**What the task requires**
Among the records that follow, how many lines include the string "each"? Only the number is wanted.

:: The records

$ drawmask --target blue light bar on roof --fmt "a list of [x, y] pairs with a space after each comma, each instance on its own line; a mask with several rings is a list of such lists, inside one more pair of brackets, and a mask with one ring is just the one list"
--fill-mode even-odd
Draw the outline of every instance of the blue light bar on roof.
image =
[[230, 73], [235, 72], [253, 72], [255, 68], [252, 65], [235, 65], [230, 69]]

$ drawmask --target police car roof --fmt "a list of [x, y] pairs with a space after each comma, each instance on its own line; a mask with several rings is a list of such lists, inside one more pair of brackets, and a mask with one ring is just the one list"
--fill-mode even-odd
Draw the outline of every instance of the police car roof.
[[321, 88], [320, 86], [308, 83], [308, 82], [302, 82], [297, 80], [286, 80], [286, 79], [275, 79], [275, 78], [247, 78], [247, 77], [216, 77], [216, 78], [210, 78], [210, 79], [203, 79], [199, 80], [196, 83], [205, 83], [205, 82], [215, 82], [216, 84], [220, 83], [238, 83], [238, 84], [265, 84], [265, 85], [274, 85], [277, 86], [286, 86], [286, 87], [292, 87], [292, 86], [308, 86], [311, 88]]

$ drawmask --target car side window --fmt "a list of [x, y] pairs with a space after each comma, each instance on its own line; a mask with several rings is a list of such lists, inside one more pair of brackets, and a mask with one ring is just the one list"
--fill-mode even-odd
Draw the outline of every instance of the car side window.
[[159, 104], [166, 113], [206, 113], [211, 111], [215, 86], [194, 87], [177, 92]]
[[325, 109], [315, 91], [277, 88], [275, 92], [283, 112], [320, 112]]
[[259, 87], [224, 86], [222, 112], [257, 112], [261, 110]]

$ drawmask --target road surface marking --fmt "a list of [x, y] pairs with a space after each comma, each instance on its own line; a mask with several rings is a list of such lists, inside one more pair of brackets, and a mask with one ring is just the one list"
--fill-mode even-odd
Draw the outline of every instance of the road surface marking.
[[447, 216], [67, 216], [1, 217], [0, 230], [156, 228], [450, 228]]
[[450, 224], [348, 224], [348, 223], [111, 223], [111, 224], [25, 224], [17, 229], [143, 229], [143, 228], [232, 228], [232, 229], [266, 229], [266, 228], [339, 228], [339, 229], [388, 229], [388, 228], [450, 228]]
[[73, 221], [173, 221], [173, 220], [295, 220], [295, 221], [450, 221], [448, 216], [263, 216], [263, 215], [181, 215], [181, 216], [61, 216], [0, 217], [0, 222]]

::::

**Solution for this problem**
4